*Instruction A:* In the golf forum thread about hitting driver off range tees, list the things the Maidenhead range post names as making it worth living with a smaller tee that is a fraction high for a 3 wood.

*Page excerpt:*

# Driver off range tees?



## golf_bug (Apr 6, 2009)

Right. Went for an long session down the range last night. Hit my irons beautifully off the mats, even if I do say so myself. 
But when I got out my driver I couldn't hit a straight one - they were literally going everywhere. After getting angry, I decided to go and chip for a while, then went back to the range, but decided to hit some with my driver off a proper tee. All of a sudden they were going straight and long. 
Went down the range again at lunch and hit driver off a different mat......you know whats coming! Splayed shots everywhere again.
My question sounds like a stupid one, but do range tees muck up your swing in some way i.e. does the static rubber tee cause the club to deflect in some way? Or is it simply that the height of the range mat(s) was different to how I normally tee the ball up (quite low)?


----------



## bobmac (Apr 6, 2009)

Lack of confidence would be my guess.
If you normally tee it up quite low, then switch to a higher tee, you might change your swing without realising to compensate. When you dont get the first few right, the confidence drops and you start 'looking for the cure'
As long as you hit it well on the course, I wouldn't worry.


----------



## golf_bug (Apr 6, 2009)

Lack of confidence would be my guess.
If you normally tee it up quite low, then switch to a higher tee, you might change your swing without realising to compensate. When you dont get the first few right, the confidence drops and you start 'looking for the cure'
As long as you hit it well on the course, I wouldn't worry.
		
Click to expand...

I think you're right Bob, the tee on the matt just wasn't right and my swing changed to compensate. Wont bother with the range tees in future.


----------



## bobmac (Apr 6, 2009)




----------



## RGDave (Apr 6, 2009)

Or is it simply that the height of the range mat(s) was different to how I normally tee the ball up (quite low)?
		
Click to expand...

I have 2 sets of (3 each) rubber tees for the range. They live in a bag with spare (old) gloves, a towel or two and club cleaning tool. Essential "kit" for ranges.

It's such hit and miss to find the right height, so take your own....

Don't forget, unless you are "lucky", the driver will probably be the club which goes the worst with range balls (unless they are top quality). If I keep it straight, that's good enough for me; I expect way more yards on the course......


----------



## HomerJSimpson (Apr 6, 2009)

I have to say the range I use (Maidenhead) has good quality mats and two old style rubber tees that poke through the mat (none of this power tee stuff). I always get a good set up with my driver and if it ain't going straight its the idiot holding it. That said the smaller tee is a fraction high for my 3 wood but I'll live with it for the quality of the range balls, the quiet surroundings, good variety of targets and friendly pro staff.


----------



## nomadpaul (Apr 6, 2009)

I have to say the range I use (Maidenhead) has good quality mats and two old style rubber tees that poke through the mat (none of this power tee stuff). I always get a good set up with my driver and if it ain't going straight its the idiot holding it. That said the smaller tee is a fraction high for my 3 wood but I'll live with it for the quality of the range balls, the quiet surroundings, good variety of targets and friendly pro staff.

*Provided records:*
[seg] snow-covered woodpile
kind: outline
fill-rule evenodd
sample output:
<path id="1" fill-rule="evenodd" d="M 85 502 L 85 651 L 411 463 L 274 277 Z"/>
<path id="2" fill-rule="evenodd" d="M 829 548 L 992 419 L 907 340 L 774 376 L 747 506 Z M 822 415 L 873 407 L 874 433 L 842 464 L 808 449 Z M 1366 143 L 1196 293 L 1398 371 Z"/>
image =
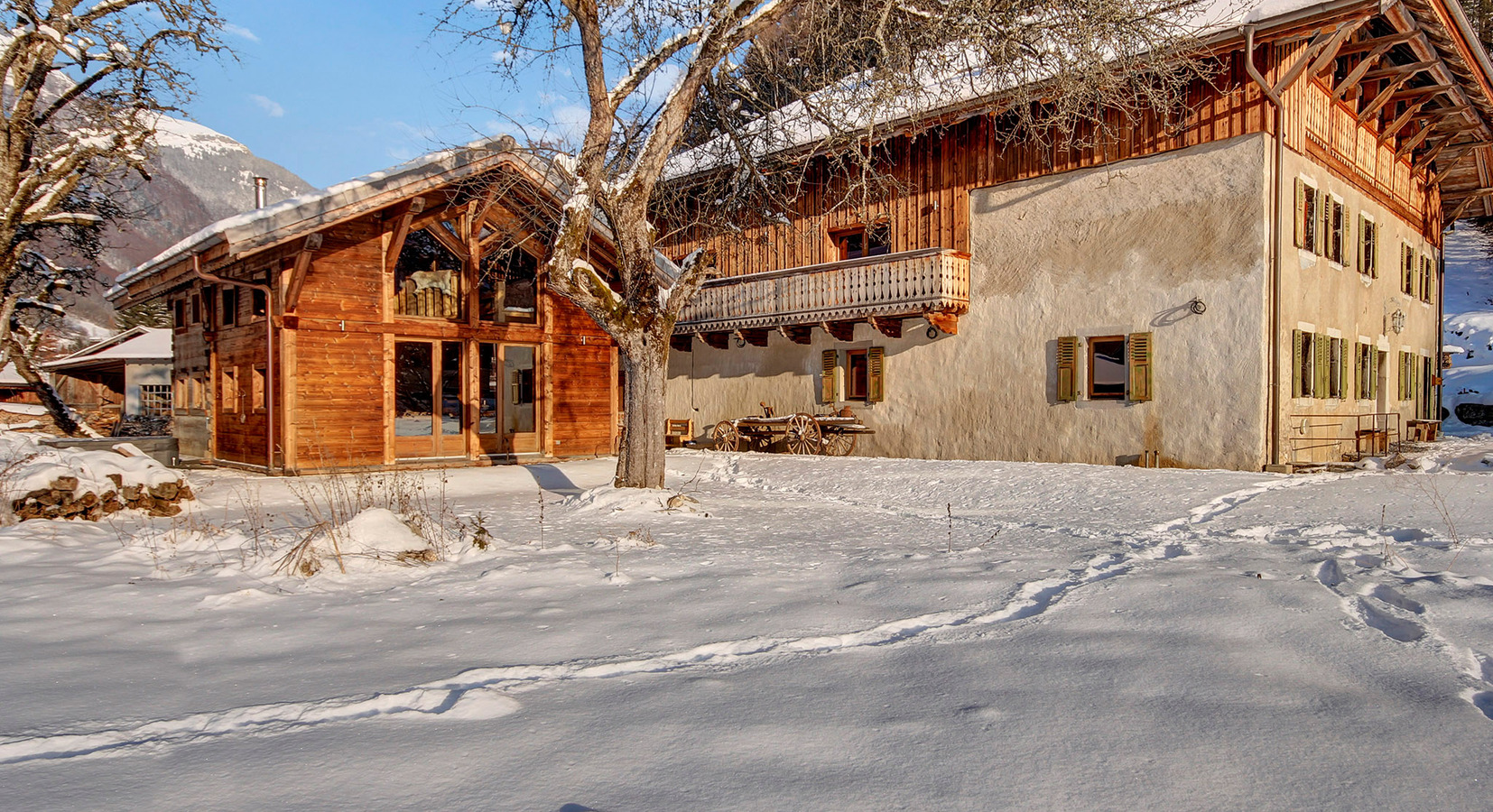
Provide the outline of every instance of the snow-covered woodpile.
<path id="1" fill-rule="evenodd" d="M 181 473 L 130 443 L 113 451 L 76 451 L 0 431 L 0 488 L 21 521 L 97 521 L 127 508 L 175 516 L 181 502 L 194 499 Z"/>

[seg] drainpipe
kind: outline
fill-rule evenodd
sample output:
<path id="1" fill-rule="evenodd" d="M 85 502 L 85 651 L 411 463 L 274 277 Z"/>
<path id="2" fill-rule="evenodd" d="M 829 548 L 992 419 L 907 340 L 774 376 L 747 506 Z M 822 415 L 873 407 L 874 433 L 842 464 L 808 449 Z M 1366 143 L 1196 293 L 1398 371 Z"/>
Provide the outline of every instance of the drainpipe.
<path id="1" fill-rule="evenodd" d="M 1260 69 L 1254 66 L 1254 25 L 1244 27 L 1244 70 L 1260 85 L 1265 99 L 1275 110 L 1275 163 L 1271 170 L 1271 412 L 1266 418 L 1266 434 L 1269 439 L 1269 458 L 1272 466 L 1281 464 L 1281 152 L 1285 145 L 1285 133 L 1281 128 L 1281 97 L 1265 79 Z"/>
<path id="2" fill-rule="evenodd" d="M 191 272 L 199 279 L 218 285 L 234 285 L 264 293 L 264 473 L 275 473 L 275 297 L 269 285 L 225 279 L 202 270 L 202 254 L 191 255 Z"/>

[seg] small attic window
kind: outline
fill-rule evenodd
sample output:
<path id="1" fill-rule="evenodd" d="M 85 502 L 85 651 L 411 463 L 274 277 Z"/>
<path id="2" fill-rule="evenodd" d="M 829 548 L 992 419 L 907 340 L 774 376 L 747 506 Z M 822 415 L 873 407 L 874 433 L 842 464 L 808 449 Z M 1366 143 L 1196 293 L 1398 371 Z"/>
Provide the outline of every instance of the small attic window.
<path id="1" fill-rule="evenodd" d="M 402 316 L 461 318 L 461 260 L 424 228 L 411 231 L 399 252 L 394 312 Z"/>

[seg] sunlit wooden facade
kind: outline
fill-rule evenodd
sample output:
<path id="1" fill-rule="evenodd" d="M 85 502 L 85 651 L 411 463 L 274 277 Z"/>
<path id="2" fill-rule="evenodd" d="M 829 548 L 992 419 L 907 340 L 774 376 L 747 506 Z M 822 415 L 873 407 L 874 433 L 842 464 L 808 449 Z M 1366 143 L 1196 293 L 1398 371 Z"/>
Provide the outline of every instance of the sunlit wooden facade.
<path id="1" fill-rule="evenodd" d="M 230 218 L 121 279 L 116 300 L 170 303 L 182 454 L 276 473 L 611 454 L 615 346 L 536 273 L 551 179 L 505 146 Z"/>

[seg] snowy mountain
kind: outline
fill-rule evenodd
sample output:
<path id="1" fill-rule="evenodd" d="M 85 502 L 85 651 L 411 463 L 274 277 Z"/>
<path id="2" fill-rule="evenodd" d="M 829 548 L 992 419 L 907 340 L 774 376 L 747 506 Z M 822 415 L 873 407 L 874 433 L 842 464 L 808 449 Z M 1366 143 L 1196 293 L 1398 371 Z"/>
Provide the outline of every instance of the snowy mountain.
<path id="1" fill-rule="evenodd" d="M 1442 424 L 1448 434 L 1478 434 L 1493 424 L 1493 236 L 1466 225 L 1447 234 L 1447 297 L 1442 343 L 1457 348 L 1451 369 L 1445 370 L 1442 406 L 1450 412 Z M 1483 418 L 1463 409 L 1466 416 L 1484 422 L 1468 425 L 1457 418 L 1457 406 L 1489 405 Z"/>
<path id="2" fill-rule="evenodd" d="M 254 178 L 267 178 L 267 203 L 315 191 L 288 169 L 242 143 L 179 118 L 163 118 L 149 182 L 136 182 L 125 204 L 140 216 L 107 237 L 99 275 L 107 284 L 203 225 L 254 207 Z M 91 297 L 81 310 L 107 321 L 107 304 Z"/>

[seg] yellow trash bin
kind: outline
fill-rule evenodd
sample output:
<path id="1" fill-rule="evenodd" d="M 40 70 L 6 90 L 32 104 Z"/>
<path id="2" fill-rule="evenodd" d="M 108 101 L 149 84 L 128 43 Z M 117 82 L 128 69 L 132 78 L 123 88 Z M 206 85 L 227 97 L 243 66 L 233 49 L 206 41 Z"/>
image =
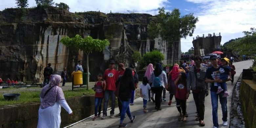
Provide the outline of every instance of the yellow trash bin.
<path id="1" fill-rule="evenodd" d="M 83 73 L 80 71 L 73 72 L 71 74 L 73 77 L 74 85 L 83 84 Z"/>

*Instruction B:* Please return every line of the listing that contains the word "yellow".

*Result A:*
- the quality of the range balls
- the quiet surroundings
- good variety of targets
- friendly pro staff

*Result B:*
[seg] yellow trash bin
Provide the outline of every instance of the yellow trash bin.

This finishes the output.